## Exercise
Make an exact copy of all the records that follow, apart from the pictures.

## Material provided
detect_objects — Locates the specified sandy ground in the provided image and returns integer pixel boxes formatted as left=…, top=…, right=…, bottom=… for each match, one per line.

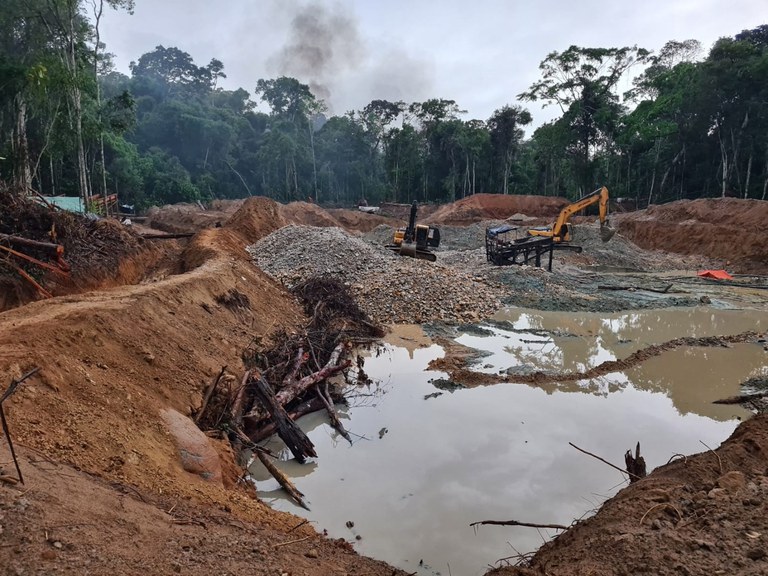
left=2, top=193, right=768, bottom=575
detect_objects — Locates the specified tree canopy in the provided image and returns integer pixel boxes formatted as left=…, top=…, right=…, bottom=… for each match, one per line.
left=1, top=6, right=766, bottom=210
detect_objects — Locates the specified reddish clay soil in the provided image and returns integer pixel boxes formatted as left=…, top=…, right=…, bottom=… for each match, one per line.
left=614, top=198, right=768, bottom=274
left=424, top=193, right=570, bottom=226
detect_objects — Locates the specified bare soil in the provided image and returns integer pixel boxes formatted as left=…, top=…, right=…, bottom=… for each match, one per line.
left=614, top=198, right=768, bottom=274
left=1, top=193, right=767, bottom=576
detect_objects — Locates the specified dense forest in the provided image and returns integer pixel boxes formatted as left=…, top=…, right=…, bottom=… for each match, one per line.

## Your solution
detect_objects — Locates the specified sandy ground in the provided image and returns integer pixel boxes formatted as left=…, top=…, right=…, bottom=… for each match, one per line.

left=2, top=193, right=768, bottom=575
detect_objects — Locates the specified tree canopy in the provided image and returns integer pixel boxes formatted as left=…, top=…, right=…, bottom=… for each match, one per line.
left=1, top=6, right=766, bottom=210
detect_objects — Locates the specified reddish clay soil in the provided image and returns integer pixel boxes formatted as left=…, top=…, right=…, bottom=… for each match, one per line.
left=614, top=198, right=768, bottom=274
left=424, top=193, right=570, bottom=226
detect_objects — Locates the specified bare soil in the provided image and returns integer pixel boxes formatted as left=…, top=…, right=…, bottom=… for each match, one per line.
left=614, top=198, right=768, bottom=274
left=1, top=193, right=767, bottom=576
detect_objects — Locates the specified dense forest in the provided image and returns integer pixel boxes formatted as left=…, top=…, right=…, bottom=… for each match, one per line.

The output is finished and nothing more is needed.